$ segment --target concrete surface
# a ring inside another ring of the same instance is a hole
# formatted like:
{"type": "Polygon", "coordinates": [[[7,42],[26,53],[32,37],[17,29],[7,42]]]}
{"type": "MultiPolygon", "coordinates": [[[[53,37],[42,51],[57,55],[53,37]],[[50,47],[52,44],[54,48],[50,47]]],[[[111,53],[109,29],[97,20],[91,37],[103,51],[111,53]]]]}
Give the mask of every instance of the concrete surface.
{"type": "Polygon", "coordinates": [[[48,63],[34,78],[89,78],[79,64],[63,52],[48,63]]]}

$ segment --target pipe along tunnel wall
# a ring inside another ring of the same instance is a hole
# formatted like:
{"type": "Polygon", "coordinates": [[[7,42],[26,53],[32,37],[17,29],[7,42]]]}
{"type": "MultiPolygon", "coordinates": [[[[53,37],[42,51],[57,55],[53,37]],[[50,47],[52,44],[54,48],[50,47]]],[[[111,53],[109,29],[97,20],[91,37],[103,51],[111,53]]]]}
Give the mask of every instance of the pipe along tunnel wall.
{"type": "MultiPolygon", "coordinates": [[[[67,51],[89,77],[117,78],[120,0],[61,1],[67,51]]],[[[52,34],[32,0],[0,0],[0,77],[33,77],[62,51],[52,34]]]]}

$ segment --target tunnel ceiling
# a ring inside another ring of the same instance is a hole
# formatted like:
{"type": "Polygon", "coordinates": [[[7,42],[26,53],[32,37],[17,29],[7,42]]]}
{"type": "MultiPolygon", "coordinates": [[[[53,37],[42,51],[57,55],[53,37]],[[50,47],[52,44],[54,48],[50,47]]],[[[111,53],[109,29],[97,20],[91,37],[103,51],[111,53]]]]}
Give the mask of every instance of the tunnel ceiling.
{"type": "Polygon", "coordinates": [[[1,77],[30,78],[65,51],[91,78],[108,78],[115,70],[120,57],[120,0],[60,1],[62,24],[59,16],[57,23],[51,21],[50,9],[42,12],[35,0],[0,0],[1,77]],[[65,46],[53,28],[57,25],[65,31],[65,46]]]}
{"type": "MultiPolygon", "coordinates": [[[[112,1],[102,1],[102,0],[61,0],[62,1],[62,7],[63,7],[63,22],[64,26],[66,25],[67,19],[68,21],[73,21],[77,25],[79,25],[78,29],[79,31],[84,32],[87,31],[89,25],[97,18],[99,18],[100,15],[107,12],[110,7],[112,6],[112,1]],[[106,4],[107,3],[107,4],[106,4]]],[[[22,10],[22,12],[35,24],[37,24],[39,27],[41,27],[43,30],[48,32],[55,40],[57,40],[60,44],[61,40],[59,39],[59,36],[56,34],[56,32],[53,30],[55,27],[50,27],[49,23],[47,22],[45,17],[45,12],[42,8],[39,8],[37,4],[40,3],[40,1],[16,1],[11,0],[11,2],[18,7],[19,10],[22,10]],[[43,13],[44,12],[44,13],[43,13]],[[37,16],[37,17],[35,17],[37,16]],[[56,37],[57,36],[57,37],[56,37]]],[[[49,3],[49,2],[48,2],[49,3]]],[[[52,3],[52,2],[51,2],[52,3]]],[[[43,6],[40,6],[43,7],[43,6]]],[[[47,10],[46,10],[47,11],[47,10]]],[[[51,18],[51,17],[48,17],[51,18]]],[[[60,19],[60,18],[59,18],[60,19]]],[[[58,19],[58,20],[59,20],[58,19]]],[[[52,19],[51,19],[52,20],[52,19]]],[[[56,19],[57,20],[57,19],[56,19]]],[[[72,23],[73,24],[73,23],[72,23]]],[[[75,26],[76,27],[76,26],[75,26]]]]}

*PROBLEM*. In the lines above, find the word "segment" and copy each line that contains it.

*RESPONSE TO THE EXERCISE*.
$ segment --target concrete surface
$ segment --target pipe along tunnel wall
$ segment --target tunnel ceiling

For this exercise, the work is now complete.